Aim of the exercise: Starting from the line containing "shaped like [395,100].", write out every remaining line exactly, the last one included.

Point annotations for photos:

::::::::::

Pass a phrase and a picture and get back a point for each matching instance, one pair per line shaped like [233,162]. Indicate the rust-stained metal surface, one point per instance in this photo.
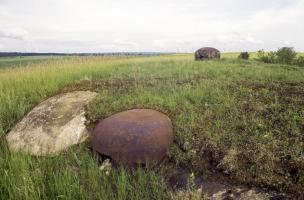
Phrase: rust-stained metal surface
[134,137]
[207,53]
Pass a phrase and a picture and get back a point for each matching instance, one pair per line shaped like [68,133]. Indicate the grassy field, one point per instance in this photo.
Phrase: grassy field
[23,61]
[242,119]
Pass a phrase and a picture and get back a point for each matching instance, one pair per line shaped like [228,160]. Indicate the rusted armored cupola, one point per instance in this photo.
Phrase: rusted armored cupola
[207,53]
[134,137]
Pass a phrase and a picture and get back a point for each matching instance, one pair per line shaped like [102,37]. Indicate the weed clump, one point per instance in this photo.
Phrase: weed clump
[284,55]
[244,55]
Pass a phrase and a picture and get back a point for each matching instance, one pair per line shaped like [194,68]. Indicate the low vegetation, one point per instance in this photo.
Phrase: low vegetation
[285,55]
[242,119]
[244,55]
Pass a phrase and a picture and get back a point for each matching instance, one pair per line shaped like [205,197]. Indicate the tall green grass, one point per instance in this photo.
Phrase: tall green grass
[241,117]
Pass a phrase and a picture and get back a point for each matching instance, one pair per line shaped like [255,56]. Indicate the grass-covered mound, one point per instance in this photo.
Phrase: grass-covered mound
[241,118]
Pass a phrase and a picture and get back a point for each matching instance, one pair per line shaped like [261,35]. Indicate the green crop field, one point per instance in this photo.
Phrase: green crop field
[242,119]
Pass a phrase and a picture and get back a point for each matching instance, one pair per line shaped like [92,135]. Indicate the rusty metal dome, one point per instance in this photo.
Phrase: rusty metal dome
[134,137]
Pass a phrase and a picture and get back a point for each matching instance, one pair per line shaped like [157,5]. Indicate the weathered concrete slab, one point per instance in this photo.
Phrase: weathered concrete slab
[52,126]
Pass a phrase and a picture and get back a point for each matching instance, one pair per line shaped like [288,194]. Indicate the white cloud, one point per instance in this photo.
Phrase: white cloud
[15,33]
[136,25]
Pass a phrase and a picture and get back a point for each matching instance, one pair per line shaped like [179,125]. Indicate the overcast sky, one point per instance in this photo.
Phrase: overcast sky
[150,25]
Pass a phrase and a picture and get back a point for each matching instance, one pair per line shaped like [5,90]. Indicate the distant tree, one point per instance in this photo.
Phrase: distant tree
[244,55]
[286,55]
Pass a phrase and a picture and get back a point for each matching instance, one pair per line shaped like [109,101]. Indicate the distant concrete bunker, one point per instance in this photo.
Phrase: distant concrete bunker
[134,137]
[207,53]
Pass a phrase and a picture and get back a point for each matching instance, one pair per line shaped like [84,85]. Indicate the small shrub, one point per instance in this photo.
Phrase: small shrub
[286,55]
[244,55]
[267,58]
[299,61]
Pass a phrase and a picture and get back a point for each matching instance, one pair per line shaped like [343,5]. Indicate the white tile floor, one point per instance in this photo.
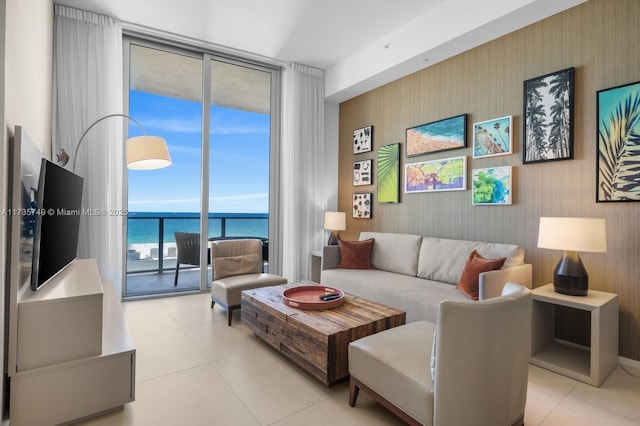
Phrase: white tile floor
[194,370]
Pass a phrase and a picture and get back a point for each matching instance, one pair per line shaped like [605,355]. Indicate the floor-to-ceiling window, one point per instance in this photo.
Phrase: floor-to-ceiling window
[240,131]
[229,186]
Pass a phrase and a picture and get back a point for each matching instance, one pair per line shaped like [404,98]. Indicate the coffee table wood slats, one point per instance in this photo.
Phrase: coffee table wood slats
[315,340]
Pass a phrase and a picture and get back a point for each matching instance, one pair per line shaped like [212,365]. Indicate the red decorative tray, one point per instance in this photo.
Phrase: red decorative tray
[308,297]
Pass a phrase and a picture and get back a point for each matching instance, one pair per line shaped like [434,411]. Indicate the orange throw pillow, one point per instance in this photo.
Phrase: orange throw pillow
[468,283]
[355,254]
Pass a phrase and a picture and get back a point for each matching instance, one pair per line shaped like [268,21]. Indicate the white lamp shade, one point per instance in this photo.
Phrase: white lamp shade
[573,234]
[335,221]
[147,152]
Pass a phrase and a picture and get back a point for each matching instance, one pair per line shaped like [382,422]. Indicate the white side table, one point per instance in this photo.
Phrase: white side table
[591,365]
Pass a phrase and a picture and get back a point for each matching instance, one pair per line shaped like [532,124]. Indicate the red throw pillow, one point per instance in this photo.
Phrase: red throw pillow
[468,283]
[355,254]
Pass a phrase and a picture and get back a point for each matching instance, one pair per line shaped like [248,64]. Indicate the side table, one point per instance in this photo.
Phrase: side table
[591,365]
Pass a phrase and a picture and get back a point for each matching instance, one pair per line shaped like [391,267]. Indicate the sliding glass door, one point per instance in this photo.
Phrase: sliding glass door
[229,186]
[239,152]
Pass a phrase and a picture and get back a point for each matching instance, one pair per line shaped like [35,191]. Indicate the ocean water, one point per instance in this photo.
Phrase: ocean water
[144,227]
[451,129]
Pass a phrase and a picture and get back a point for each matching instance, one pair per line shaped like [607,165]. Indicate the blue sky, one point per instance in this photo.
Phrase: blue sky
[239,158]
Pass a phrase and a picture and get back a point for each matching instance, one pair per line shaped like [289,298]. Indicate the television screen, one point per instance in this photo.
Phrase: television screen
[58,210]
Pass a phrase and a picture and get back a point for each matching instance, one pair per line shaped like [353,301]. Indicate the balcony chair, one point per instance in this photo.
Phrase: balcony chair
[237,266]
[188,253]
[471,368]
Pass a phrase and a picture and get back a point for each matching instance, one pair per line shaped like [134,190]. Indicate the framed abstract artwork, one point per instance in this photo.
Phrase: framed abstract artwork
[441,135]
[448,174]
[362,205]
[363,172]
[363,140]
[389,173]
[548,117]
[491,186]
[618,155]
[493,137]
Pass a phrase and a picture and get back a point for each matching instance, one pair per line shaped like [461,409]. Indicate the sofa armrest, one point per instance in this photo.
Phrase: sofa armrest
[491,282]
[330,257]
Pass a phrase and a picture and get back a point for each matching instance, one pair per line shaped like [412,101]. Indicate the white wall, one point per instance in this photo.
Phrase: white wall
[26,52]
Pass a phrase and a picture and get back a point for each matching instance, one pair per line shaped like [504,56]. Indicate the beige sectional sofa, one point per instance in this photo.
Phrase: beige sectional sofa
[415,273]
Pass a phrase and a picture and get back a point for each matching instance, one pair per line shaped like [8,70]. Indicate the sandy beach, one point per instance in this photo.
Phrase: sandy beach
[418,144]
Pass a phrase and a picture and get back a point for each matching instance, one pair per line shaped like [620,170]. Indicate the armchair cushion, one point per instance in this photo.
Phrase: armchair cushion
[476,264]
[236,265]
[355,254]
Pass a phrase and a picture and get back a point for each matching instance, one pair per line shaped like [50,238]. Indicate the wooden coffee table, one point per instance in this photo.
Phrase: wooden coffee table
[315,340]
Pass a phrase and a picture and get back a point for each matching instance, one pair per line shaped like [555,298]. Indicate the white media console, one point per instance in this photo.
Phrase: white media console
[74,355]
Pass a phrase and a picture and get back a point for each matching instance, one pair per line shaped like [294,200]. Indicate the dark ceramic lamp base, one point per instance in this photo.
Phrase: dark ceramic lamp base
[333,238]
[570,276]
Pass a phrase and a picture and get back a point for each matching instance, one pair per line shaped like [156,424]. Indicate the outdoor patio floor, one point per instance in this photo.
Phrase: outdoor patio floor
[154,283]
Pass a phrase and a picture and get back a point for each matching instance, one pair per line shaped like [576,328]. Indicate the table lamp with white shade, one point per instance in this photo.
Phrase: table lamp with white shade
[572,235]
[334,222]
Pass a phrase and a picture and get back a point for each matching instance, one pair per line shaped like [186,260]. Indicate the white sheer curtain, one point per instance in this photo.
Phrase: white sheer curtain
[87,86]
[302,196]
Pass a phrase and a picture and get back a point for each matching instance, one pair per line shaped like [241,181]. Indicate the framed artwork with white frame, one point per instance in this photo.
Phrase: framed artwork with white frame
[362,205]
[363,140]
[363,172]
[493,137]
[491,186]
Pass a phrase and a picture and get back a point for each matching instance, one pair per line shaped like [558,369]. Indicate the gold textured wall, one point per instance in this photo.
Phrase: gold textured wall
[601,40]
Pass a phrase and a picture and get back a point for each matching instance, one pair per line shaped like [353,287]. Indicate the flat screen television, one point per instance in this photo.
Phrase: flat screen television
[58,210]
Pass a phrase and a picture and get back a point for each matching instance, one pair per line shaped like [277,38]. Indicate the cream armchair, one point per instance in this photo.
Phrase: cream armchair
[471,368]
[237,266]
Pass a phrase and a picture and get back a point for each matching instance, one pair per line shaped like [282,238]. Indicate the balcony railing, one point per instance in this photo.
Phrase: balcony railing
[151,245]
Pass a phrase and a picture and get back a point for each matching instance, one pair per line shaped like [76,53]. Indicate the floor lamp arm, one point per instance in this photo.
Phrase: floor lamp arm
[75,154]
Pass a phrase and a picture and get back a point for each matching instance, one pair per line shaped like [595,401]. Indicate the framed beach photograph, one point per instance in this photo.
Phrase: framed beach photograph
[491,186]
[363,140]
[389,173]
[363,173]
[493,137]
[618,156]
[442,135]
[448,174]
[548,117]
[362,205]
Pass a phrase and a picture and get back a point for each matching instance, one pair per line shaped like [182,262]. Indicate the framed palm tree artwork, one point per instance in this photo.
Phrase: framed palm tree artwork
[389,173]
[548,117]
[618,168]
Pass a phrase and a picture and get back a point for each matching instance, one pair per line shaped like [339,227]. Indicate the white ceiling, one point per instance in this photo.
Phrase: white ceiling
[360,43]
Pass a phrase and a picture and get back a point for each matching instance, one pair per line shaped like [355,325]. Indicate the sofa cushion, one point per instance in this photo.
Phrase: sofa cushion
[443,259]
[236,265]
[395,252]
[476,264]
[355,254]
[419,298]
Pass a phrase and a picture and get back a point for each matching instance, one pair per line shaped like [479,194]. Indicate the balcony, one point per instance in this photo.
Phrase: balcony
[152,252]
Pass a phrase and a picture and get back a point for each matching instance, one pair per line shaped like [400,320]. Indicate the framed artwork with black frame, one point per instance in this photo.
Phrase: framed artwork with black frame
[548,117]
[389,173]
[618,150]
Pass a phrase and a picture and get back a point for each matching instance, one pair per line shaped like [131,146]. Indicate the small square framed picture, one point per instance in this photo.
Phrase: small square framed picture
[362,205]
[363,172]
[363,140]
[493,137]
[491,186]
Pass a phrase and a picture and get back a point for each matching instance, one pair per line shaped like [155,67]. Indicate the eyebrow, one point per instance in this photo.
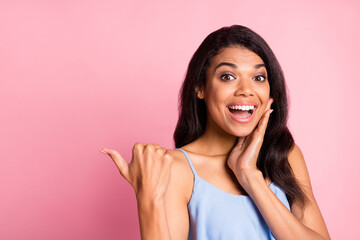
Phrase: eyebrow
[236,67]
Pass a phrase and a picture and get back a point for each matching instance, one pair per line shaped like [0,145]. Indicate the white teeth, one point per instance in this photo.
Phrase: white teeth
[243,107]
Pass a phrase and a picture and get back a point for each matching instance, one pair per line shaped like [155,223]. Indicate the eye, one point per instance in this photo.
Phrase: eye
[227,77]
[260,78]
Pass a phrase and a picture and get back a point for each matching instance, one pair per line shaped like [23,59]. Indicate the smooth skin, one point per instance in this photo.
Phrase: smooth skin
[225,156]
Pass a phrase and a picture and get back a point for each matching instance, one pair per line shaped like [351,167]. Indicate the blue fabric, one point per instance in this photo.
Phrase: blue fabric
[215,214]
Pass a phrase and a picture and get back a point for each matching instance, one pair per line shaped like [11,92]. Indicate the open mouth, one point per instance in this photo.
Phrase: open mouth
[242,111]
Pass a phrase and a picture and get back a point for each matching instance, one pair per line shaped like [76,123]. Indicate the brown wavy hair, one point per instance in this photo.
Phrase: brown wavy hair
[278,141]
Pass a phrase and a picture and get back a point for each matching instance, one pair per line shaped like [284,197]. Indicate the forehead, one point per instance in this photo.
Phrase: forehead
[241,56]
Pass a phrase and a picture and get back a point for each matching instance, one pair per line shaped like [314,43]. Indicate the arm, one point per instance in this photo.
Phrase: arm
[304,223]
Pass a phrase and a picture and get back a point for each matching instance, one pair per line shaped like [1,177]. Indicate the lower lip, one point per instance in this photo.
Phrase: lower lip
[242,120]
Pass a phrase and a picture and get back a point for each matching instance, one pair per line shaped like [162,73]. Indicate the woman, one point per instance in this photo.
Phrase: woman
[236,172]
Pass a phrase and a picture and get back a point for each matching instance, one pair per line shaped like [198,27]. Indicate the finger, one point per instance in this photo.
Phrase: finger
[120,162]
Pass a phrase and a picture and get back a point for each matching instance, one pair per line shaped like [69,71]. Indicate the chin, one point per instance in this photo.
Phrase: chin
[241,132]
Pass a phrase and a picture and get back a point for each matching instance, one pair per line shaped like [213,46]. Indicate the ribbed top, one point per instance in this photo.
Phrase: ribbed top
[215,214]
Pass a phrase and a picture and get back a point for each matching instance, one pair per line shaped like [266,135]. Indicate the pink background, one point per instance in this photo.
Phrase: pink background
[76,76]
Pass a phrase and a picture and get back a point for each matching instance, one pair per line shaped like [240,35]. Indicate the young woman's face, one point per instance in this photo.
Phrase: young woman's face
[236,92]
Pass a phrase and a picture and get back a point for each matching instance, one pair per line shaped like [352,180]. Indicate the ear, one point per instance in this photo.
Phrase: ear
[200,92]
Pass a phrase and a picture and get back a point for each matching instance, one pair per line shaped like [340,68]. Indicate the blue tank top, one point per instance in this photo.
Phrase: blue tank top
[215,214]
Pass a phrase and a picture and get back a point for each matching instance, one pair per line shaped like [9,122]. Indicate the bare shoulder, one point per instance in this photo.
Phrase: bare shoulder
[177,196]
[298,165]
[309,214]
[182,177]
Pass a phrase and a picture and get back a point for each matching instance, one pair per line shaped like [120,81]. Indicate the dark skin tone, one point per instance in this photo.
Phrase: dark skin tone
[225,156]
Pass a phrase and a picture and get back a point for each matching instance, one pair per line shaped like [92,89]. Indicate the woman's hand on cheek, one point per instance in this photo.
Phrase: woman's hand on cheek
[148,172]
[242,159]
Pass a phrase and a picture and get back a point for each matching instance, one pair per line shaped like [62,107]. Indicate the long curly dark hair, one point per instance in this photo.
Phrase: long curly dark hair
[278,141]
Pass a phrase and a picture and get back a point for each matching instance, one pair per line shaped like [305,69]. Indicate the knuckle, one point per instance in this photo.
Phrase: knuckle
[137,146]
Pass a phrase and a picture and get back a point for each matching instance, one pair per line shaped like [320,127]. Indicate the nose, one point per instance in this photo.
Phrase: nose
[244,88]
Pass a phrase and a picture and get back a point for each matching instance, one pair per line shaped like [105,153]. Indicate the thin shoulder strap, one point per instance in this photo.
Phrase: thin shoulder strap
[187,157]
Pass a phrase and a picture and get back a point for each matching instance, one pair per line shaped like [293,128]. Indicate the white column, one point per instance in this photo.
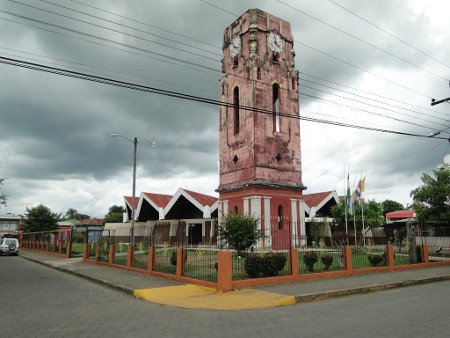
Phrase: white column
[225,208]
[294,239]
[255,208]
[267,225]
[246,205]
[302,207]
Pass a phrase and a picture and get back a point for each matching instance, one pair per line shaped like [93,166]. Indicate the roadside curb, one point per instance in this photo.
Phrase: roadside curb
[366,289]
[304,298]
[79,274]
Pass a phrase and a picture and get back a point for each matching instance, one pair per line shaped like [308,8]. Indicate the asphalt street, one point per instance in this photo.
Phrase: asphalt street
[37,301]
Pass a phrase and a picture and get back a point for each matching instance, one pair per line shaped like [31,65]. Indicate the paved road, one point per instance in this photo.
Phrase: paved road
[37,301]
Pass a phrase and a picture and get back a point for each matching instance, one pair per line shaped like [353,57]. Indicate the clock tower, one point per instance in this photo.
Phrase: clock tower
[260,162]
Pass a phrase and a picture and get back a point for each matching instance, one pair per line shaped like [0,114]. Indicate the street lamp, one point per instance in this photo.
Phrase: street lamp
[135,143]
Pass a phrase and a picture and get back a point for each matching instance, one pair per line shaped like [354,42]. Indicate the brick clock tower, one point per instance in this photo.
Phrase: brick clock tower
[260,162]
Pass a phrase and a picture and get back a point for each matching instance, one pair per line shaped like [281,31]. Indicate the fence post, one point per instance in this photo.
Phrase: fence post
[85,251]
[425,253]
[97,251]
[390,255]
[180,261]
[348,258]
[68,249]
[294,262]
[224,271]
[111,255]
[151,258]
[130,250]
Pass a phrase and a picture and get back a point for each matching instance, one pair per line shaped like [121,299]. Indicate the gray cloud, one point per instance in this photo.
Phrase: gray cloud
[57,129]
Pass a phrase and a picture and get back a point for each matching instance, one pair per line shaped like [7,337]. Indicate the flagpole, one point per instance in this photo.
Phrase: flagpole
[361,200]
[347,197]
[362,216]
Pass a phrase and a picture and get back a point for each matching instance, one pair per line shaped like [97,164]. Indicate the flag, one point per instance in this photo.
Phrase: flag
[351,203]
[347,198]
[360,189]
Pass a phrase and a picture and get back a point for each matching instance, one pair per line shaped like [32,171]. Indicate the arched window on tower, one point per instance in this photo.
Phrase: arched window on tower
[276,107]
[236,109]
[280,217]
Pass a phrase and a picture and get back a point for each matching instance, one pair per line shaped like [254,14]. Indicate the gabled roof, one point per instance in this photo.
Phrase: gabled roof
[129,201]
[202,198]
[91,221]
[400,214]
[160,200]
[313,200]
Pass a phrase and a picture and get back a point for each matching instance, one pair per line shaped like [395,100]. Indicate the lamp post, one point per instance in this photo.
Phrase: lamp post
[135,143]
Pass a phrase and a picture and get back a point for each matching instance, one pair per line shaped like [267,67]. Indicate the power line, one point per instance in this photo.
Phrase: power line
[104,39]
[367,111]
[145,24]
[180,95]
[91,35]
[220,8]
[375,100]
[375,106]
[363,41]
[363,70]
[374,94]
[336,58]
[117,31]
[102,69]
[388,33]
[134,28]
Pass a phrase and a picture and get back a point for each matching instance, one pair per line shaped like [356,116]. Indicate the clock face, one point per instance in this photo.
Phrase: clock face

::::::::::

Written response:
Pass a phrase and a picture and get back a point for each matching instance, one pair per line shaped like [395,100]. Indicate the lamp post, one point per instance in this photo.
Phrase: lamp post
[135,143]
Pass a phrase and a picture and get back a point for each matching instance, one pair per line shaped like [267,67]. Indicate the power line, one point per instance in this photo.
Phrase: power line
[104,39]
[367,111]
[145,24]
[180,95]
[91,35]
[220,8]
[375,100]
[375,106]
[363,41]
[363,70]
[374,94]
[336,58]
[117,31]
[102,69]
[388,33]
[134,28]
Pass a phrase and a picture and get back a point for each matching instance, one pair per line shaped like [356,116]. Indicate the clock face, one point per instance in this photo.
Phrase: clock face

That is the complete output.